Task instructions — Exactly as written, print each record in the listing.

[Given data — start]

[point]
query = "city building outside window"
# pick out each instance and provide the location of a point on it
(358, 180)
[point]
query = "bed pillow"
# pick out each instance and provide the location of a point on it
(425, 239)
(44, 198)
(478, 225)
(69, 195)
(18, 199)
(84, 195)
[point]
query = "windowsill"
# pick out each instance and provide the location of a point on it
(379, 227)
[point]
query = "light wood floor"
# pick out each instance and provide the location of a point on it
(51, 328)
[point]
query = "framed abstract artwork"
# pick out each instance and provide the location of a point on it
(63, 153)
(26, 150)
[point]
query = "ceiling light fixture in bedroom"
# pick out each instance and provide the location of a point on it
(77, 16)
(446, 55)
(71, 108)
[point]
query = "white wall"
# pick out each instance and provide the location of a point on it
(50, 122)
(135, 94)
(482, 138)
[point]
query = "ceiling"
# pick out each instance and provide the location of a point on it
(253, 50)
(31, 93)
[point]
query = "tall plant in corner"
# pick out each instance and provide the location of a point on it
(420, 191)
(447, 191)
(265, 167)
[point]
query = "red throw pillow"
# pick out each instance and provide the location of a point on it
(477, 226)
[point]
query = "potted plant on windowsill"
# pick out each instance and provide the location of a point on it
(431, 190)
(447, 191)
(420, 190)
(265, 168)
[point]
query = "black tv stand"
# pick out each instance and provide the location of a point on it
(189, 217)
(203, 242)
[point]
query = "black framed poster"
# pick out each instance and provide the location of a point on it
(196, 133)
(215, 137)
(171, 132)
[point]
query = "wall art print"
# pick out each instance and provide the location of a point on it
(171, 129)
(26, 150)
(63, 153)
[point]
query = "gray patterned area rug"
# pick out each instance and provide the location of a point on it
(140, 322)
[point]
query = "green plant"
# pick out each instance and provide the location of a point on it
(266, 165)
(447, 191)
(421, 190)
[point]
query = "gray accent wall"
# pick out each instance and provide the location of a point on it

[Given data — finish]

Problem solution —
[point]
query = "city building outside window"
# pick out each instance and provide the location of a point on it
(358, 180)
[point]
query = "bed pillow"
# pick out each instance and provide the location of a point on it
(425, 239)
(44, 198)
(478, 225)
(69, 195)
(18, 199)
(84, 195)
[point]
query = "windowsill"
# pick out each instance and provide the location of a point on it
(379, 227)
[point]
query = "light wood floor"
# pick out each instance and provide the location of a point on it
(51, 328)
[point]
query = "framed abstract artwork"
# pick out each instance and provide the location of a point on it
(63, 153)
(26, 150)
[point]
query = "ceiling light fixture in bedroom"
# pick out each instance and provide the location of a point on it
(77, 16)
(446, 55)
(71, 108)
[point]
query = "white wall"
# pick out each instance and provide the location of a point on it
(50, 122)
(135, 94)
(482, 138)
[point]
query = "ceiling"
# pick out each instance and provide the location of a point on it
(253, 50)
(31, 93)
[point]
query = "tall plant in corner"
# pick out each instance and provide the location of a point on it
(420, 191)
(447, 191)
(265, 167)
[point]
query = "red throw pillow"
# pick out each instance and provide the location of a point on it
(477, 226)
[point]
query = "potted plant on windowsill"
# pick out each instance and provide the location of a point on it
(431, 190)
(447, 191)
(420, 190)
(265, 168)
[point]
query = "black tv stand"
# pick out each instance and provide the location of a point on it
(189, 217)
(203, 242)
[point]
query = "black framed poster"
# pick out each instance and provide the location of a point on it
(196, 133)
(215, 137)
(171, 132)
[point]
query = "wall art print"
# pick out each instance and provide the location of a point on it
(171, 129)
(26, 150)
(63, 153)
[point]
query = "gray patterned area rug"
# pick out each instance and provide the location of a point on it
(140, 322)
[point]
query = "green plant"
# pick out each instance and provide the location of a point on it
(266, 165)
(447, 191)
(421, 190)
[point]
query = "gray accent wall"
# pick out each instance and provide the location of a point on it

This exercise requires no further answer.